#### Input for this task:
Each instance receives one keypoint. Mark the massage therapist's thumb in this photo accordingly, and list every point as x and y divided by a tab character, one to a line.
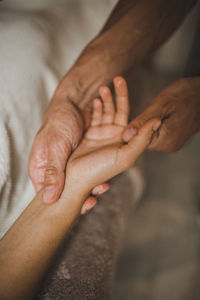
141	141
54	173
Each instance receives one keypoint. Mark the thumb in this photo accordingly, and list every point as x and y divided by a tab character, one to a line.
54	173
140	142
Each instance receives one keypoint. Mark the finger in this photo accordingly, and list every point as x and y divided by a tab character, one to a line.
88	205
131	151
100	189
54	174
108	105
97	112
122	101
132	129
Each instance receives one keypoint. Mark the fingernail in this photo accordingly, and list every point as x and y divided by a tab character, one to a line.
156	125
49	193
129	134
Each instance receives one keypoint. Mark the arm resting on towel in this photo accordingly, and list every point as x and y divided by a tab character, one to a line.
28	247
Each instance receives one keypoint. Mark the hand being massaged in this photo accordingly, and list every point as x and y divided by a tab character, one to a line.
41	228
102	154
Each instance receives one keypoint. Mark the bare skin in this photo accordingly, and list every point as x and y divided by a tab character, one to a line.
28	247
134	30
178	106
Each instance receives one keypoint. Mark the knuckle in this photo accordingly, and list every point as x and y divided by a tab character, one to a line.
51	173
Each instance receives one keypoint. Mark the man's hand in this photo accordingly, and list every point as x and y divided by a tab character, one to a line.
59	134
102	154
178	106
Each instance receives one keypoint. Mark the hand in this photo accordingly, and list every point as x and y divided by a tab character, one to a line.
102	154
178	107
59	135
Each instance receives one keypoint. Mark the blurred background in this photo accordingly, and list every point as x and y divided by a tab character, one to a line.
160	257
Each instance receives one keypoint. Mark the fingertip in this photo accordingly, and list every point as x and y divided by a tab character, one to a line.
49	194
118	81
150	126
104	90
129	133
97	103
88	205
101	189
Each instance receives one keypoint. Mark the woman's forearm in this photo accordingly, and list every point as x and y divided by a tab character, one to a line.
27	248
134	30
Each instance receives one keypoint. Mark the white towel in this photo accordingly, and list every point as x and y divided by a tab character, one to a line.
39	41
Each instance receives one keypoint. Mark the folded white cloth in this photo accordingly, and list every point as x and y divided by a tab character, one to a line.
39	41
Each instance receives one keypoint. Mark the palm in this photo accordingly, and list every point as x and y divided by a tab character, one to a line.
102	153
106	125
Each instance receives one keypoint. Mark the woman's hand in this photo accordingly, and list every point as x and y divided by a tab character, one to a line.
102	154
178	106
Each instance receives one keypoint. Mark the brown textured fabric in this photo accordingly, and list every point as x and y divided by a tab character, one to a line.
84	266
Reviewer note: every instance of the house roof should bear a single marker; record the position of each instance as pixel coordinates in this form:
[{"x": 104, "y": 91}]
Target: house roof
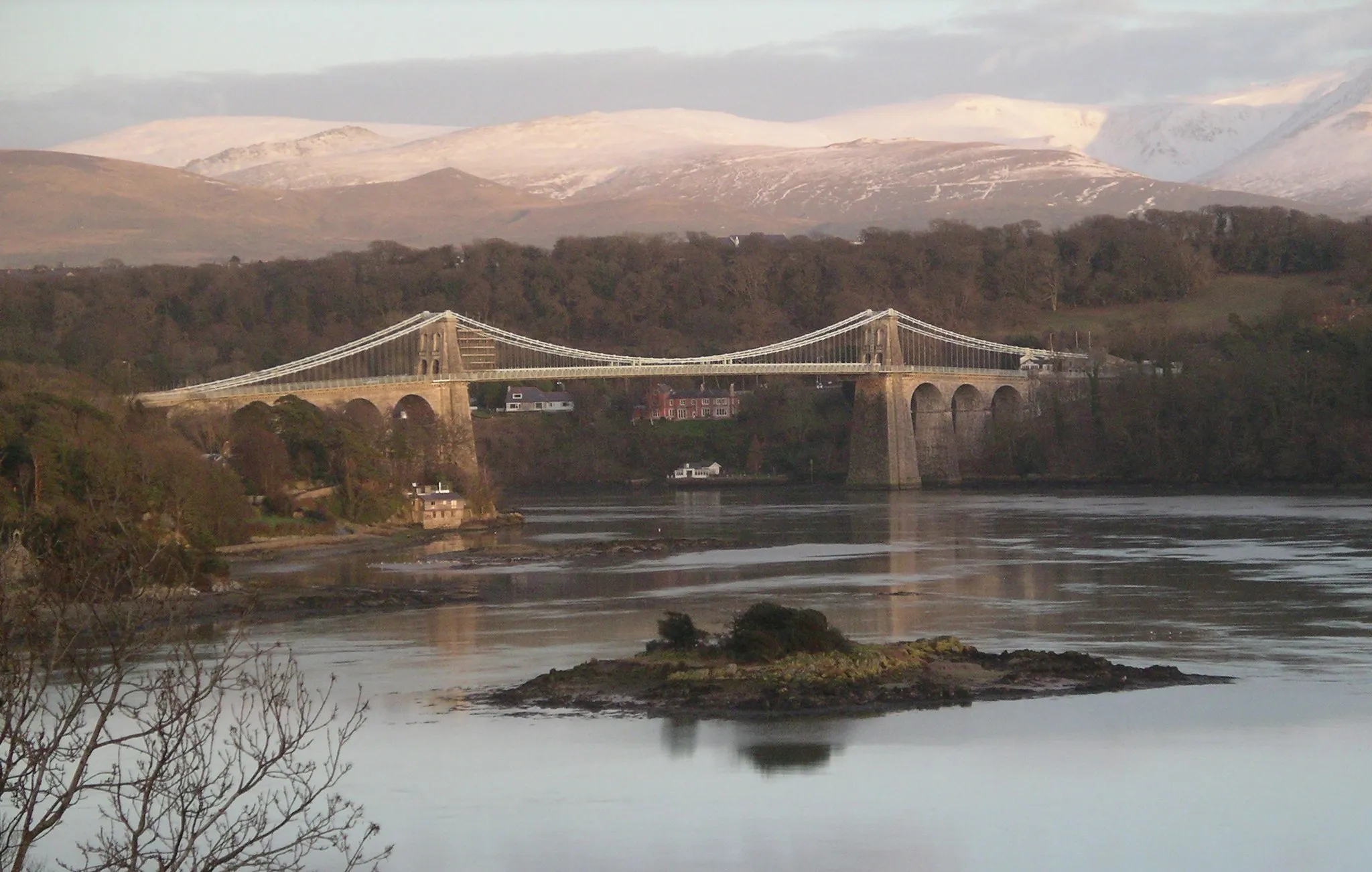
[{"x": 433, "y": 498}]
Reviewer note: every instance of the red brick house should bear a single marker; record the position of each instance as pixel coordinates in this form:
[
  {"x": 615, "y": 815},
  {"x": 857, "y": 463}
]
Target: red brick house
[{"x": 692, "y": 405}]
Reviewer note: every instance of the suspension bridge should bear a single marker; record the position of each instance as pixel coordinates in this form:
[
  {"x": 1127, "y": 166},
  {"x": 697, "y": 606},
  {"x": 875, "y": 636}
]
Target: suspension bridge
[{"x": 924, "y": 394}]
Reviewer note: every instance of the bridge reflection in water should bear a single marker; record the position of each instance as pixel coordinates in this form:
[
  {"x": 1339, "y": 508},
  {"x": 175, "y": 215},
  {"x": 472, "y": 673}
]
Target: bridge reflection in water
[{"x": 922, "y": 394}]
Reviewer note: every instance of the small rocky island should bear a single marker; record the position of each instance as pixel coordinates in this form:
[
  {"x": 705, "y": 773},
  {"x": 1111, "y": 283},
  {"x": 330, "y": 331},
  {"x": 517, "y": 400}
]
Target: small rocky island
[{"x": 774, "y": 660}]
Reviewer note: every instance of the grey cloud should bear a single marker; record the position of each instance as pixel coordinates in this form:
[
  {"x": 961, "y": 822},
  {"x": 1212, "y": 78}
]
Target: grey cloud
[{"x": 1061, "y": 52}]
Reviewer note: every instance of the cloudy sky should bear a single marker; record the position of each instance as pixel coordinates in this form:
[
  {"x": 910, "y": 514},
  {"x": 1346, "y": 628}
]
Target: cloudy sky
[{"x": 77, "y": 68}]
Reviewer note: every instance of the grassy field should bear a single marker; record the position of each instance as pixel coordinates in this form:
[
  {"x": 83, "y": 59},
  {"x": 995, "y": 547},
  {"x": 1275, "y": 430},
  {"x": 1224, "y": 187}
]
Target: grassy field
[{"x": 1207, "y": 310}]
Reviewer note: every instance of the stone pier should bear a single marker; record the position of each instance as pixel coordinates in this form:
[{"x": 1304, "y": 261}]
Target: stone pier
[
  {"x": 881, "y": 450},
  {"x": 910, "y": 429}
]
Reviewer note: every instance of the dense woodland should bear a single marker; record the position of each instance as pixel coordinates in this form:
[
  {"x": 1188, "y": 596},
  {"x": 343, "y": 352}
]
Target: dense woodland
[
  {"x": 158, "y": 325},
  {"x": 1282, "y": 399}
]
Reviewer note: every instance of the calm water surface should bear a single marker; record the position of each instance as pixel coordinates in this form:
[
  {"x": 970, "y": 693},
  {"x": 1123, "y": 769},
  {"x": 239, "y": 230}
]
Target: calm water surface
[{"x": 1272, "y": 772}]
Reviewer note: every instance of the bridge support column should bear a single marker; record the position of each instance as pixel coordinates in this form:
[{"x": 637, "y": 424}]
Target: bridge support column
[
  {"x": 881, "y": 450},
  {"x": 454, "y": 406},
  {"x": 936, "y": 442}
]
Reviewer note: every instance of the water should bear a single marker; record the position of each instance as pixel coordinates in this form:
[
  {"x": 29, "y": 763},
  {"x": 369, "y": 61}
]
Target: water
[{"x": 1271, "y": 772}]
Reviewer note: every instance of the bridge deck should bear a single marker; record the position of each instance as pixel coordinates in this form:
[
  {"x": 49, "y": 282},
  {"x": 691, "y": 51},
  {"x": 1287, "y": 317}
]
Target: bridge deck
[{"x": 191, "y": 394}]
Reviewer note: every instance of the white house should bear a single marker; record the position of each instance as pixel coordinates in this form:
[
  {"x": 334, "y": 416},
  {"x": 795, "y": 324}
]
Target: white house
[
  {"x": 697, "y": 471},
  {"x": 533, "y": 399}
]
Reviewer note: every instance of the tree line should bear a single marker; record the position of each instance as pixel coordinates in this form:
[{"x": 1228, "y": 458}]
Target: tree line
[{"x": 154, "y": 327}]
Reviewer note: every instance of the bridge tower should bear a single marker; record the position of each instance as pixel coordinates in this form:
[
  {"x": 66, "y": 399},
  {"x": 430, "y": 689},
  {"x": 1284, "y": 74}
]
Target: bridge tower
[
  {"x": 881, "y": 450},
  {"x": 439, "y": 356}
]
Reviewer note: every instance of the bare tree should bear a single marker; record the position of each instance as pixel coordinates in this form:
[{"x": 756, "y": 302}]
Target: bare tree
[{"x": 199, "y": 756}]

#### Your objective:
Where an entry holds an image, drop the image and copy the remaining text exactly.

#### Solution for this problem:
Each instance receives one keypoint. Mark the massage therapist's thumb in this photo accordingly, and list every point as x and y divided by a tab character, one to a line.
141	141
54	173
Each instance receives one keypoint. Mark the thumb in this photo accordingly, and list every point as x and y divided by a tab character, one to a line.
54	173
140	142
Each instance receives one keypoint. Mark the finger in this photo accordingly, and list every point as x and y divided by a tab character, one to a line.
88	205
131	151
100	189
54	174
108	105
97	112
122	101
132	129
Each instance receives one keypoint. Mark the fingernail in this photo accordingly, and list every point as x and y divided by a tab character, one to a line.
156	125
49	193
129	134
Each instance receives one keypoint. Mark the arm resting on towel in this photo accordingly, and list every point as x and y divided by a tab character, one to a line.
28	247
Each instance receives one keypoint. Mark the hand being massaged in this photo accordingly, and list every point as x and y divided by a tab character, one to a line.
41	228
102	154
Each instance receives one keypoint. Mark the bare skin in this photo accordingly, and list every point as x and y divided by a tab character, one to a line.
28	247
134	30
178	106
Each instance receives one keypoint. Mark the knuckle in this photo accordingly, and list every point as x and y divided by a tab character, one to a line.
51	173
Each instance receives one keypoint. Mark the man's hand in this photo accordingly, and list every point as x and y divided by a tab character, one to a line.
59	134
102	154
178	106
Each instance receives one keypoint. Mark the hand in this photo accordingly, and list every point as x and y divided by a tab character, one to a line.
102	154
178	107
59	135
Each instance receives one keypoint. Mark the blurred background in this photo accordingly, and list every point as x and y divided by a tab character, one to a line.
160	257
Each instance receives one keypoint. Mark the fingertip in this photo accordingly, and list every point as x and y divided by a tab character, one to a line.
49	194
118	81
150	126
104	90
129	133
97	103
88	205
101	189
Each instance receives one keypoint. Mark the woman's forearm in this photo accordingly, and list every point as x and y divided by a tab character, one to a line.
27	248
134	30
Each instance receives one keypoint. Mark the white towel in this photo accordingly, and list every point as x and y divided by a tab character, one to a line.
39	41
Each instance receives one keypoint. Mark the folded white cloth in this photo accordingly, and list every point as x and y divided by a tab character, one to a line.
39	41
Each instance receives one keypoint. Mark the palm in this photo accordingly, and list every point as x and y divided by a tab character, one to a line.
102	153
106	125
Each instance receives one keypoint. Mark the woman's hand in this photo accordingly, and list every point as x and y divided by a tab character, one to a line.
102	154
178	106
Each instance receives one keypoint. Mark the brown textured fabric in this photo accordingly, and list every point as x and y divided by a tab character, one to a line.
84	266
Reviewer note: every instance of the house roof should bear a single marker; record the position of each instance as pixel coordinates in this form:
[{"x": 104, "y": 91}]
Target: house roof
[{"x": 433, "y": 498}]
Reviewer note: every instance of the red brick house should bear a single marker; record the position of each instance as pixel coordinates in this form:
[
  {"x": 615, "y": 815},
  {"x": 857, "y": 463}
]
Target: red brick house
[{"x": 692, "y": 405}]
Reviewer note: every instance of the suspension bridge should bear a single marker; record the position of each instance as pixel coordinates in this form:
[
  {"x": 1127, "y": 166},
  {"x": 697, "y": 606},
  {"x": 875, "y": 636}
]
Target: suspension bridge
[{"x": 924, "y": 394}]
Reviewer note: every instance of the bridge reflection in water should bear a single marker; record the position of each instance as pixel coordinates in this form:
[
  {"x": 1339, "y": 508},
  {"x": 175, "y": 215},
  {"x": 472, "y": 673}
]
Target: bridge reflection in water
[{"x": 922, "y": 394}]
Reviewer note: every instance of the small rocky island should bear a single marker; record the position of each instance as pixel coordinates in this form:
[
  {"x": 705, "y": 773},
  {"x": 1111, "y": 283},
  {"x": 330, "y": 331},
  {"x": 517, "y": 400}
]
Target: small rocky island
[{"x": 774, "y": 660}]
Reviewer note: every instance of the grey cloud should bear a single marker; record the position of each instance as pixel coordinates in this form:
[
  {"x": 961, "y": 822},
  {"x": 1212, "y": 78}
]
Target: grey cloud
[{"x": 1061, "y": 52}]
Reviewer note: every instance of the cloudy sky should bear a single marker; record the position of each instance as pixel coordinates in this form:
[
  {"x": 910, "y": 514},
  {"x": 1346, "y": 628}
]
Target: cloudy sky
[{"x": 77, "y": 68}]
Reviewer note: every instance of the grassy field should bear a single marker; record the position of each instance as pixel coordinates in this form:
[
  {"x": 83, "y": 59},
  {"x": 995, "y": 547},
  {"x": 1275, "y": 430},
  {"x": 1224, "y": 187}
]
Target: grassy field
[{"x": 1207, "y": 310}]
Reviewer note: every instance of the stone pier should bear a single marker; record the position of each instance as pixel coordinates in this form:
[{"x": 1304, "y": 261}]
Target: stone pier
[
  {"x": 881, "y": 450},
  {"x": 910, "y": 429}
]
Reviewer note: every instance of the dense woodland should bear a single marker; record the position of each instance as pixel coordinates in this form:
[
  {"x": 1188, "y": 596},
  {"x": 343, "y": 352}
]
Target: dense woodland
[
  {"x": 158, "y": 325},
  {"x": 1282, "y": 399}
]
Reviewer note: every instance of the calm water surface should bear a single marker; record the position of each instance as pixel coordinates in this form:
[
  {"x": 970, "y": 693},
  {"x": 1123, "y": 769},
  {"x": 239, "y": 230}
]
Target: calm water surface
[{"x": 1272, "y": 772}]
Reviewer note: every instance of the bridge support column should bear a single marker; record the position of each instance as pixel coordinates in this form:
[{"x": 637, "y": 424}]
Target: bridge support column
[
  {"x": 881, "y": 450},
  {"x": 454, "y": 406},
  {"x": 936, "y": 442}
]
Reviewer note: every instance of the water should bear a single marker; record the position of each instance as pixel coordinates in this form:
[
  {"x": 29, "y": 763},
  {"x": 369, "y": 61}
]
Target: water
[{"x": 1271, "y": 772}]
Reviewer note: every instance of the bridge deck should bear a single marker; record the position of each instance as pixel coordinates in this form:
[
  {"x": 49, "y": 282},
  {"x": 691, "y": 51},
  {"x": 1287, "y": 317}
]
Target: bridge deck
[{"x": 191, "y": 394}]
Reviewer note: every instance of the white house should bear a single marker; record the position of each instance as pixel coordinates in this form:
[
  {"x": 334, "y": 416},
  {"x": 795, "y": 324}
]
Target: white house
[
  {"x": 697, "y": 471},
  {"x": 533, "y": 399}
]
Reviewer note: every instance of the tree line should bear a single marker; record the position of each instance as pixel coordinates in this form:
[{"x": 1228, "y": 458}]
Target: tree line
[{"x": 154, "y": 327}]
Reviewer note: every instance of the bridge tower should bear a single marker; record the position of each instance as pixel coordinates in this form:
[
  {"x": 66, "y": 399},
  {"x": 430, "y": 689},
  {"x": 1284, "y": 74}
]
Target: bridge tower
[
  {"x": 881, "y": 450},
  {"x": 439, "y": 356}
]
Reviewer note: every instance of the bare tree should bear a single marker; record the position of each instance as pixel coordinates in this form:
[{"x": 756, "y": 302}]
Target: bare tree
[{"x": 199, "y": 756}]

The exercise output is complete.